Exercise instructions: Format every line of the rows below as a Markdown table with the columns "No." and "Line," numbering each line in order and omitting any blank lines.

___

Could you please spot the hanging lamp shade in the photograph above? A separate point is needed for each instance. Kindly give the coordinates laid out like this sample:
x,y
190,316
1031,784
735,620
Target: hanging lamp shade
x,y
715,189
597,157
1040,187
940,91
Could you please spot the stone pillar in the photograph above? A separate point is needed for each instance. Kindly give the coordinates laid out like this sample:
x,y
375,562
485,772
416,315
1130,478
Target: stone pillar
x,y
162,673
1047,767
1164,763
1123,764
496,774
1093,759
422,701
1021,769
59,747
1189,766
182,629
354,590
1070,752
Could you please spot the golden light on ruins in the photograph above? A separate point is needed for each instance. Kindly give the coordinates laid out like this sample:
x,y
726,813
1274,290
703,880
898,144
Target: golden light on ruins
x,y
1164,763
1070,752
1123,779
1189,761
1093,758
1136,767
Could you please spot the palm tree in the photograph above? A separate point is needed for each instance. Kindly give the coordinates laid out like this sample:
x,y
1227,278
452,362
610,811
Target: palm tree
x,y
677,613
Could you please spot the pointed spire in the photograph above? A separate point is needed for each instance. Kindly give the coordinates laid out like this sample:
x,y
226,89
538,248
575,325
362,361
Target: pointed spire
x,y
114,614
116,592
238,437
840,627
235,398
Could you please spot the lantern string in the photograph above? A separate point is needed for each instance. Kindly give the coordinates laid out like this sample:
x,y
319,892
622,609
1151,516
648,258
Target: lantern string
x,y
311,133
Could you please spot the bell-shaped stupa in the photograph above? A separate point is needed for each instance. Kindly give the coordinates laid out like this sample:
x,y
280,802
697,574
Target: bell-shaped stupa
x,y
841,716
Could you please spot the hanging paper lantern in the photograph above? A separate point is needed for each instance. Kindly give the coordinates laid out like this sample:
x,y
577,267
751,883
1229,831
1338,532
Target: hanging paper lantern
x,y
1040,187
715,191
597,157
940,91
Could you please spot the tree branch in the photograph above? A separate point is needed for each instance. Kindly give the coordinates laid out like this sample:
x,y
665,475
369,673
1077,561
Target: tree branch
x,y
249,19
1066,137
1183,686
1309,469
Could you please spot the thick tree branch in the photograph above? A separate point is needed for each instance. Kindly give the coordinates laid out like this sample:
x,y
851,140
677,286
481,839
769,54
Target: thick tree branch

___

Exercise response:
| No. | Line |
|---|---|
| 1 | Could you please spot the hanging lamp shade in the photograph above? A separate point is needed for each instance. Kindly give the coordinates laid out like this sample: |
| 2 | x,y |
| 3 | 190,316 |
| 4 | 1031,784 |
| 5 | 735,620 |
| 6 | Target: hanging lamp shade |
| 7 | x,y |
| 8 | 715,189 |
| 9 | 597,157 |
| 10 | 1040,187 |
| 11 | 940,91 |
| 12 | Could you please spot the stone pillar in the photograph above? A separate point is needed for each instance. Kindly give the coordinates laid out like this sample: |
| 13 | x,y |
| 14 | 375,562 |
| 15 | 485,772 |
| 16 | 416,315 |
| 17 | 1130,478 |
| 18 | Target: stone pillar |
| 19 | x,y |
| 20 | 162,673 |
| 21 | 1047,767 |
| 22 | 1164,763 |
| 23 | 1123,764 |
| 24 | 496,774 |
| 25 | 1093,759 |
| 26 | 422,701 |
| 27 | 1021,769 |
| 28 | 59,747 |
| 29 | 1189,766 |
| 30 | 182,629 |
| 31 | 354,590 |
| 32 | 1070,752 |
| 33 | Could you please spot the golden light on ruins in the photograph above? A separate point is needed for each instance. Kindly give the coordinates laid out like this sample: |
| 34 | x,y |
| 35 | 726,813 |
| 36 | 1274,290 |
| 37 | 703,880 |
| 38 | 898,144 |
| 39 | Target: golden light on ruins |
| 40 | x,y |
| 41 | 1164,763 |
| 42 | 1070,752 |
| 43 | 1123,779 |
| 44 | 1189,761 |
| 45 | 1093,758 |
| 46 | 1136,767 |
| 47 | Could you please spot the palm tree in the photograph above? A separate point is needed for each instance. Kindly give the coordinates laid out like this sample: |
| 48 | x,y |
| 49 | 1227,278 |
| 50 | 452,362 |
| 51 | 610,811 |
| 52 | Target: palm tree |
| 53 | x,y |
| 54 | 677,613 |
| 55 | Could you please spot the pointed spire in the photograph above? A separate point is needed for each instance. Kindly give the coordinates laid out like this sample: |
| 56 | x,y |
| 57 | 226,89 |
| 58 | 538,248 |
| 59 | 575,325 |
| 60 | 362,361 |
| 61 | Target: pointed spire |
| 62 | x,y |
| 63 | 114,614 |
| 64 | 116,592 |
| 65 | 238,437 |
| 66 | 840,627 |
| 67 | 235,398 |
| 68 | Could you please spot the lantern string in the photograph above? A separate point is needed for each instance. Kindly give the coordinates laid out like this sample: |
| 69 | x,y |
| 70 | 319,892 |
| 71 | 622,609 |
| 72 | 1151,516 |
| 73 | 648,258 |
| 74 | Target: lantern string |
| 75 | x,y |
| 76 | 311,133 |
| 77 | Could you please spot the bell-shaped stupa in the photograph above? A separate point is needed for each instance. Kindly give the coordinates laid out like this sample: |
| 78 | x,y |
| 79 | 280,802 |
| 80 | 697,574 |
| 81 | Target: bell-shaped stupa |
| 82 | x,y |
| 83 | 841,716 |
| 84 | Could you please spot the hanging paper lantern in the photograph above? A separate point is needed for each instance. Kindly give the coordinates laid out like this sample: |
| 85 | x,y |
| 86 | 577,267 |
| 87 | 751,883 |
| 88 | 1229,831 |
| 89 | 1338,532 |
| 90 | Target: hanging paper lantern |
| 91 | x,y |
| 92 | 1040,187 |
| 93 | 715,191 |
| 94 | 597,157 |
| 95 | 940,91 |
| 96 | Could you please spot the tree branch in the photograph above? A separate point is needed for each instance. Kindly give the coordinates laid out like this sample: |
| 97 | x,y |
| 98 | 665,475 |
| 99 | 369,673 |
| 100 | 1077,561 |
| 101 | Target: tree branch |
| 102 | x,y |
| 103 | 249,19 |
| 104 | 1066,137 |
| 105 | 1183,686 |
| 106 | 1309,469 |
| 107 | Could you please spot the thick tree branch in the photograph above? A separate point is needed for each instance. Kindly give the coordinates laid out like this sample: |
| 108 | x,y |
| 109 | 851,140 |
| 110 | 677,286 |
| 111 | 481,839 |
| 112 | 769,54 |
| 113 | Target: thick tree branch |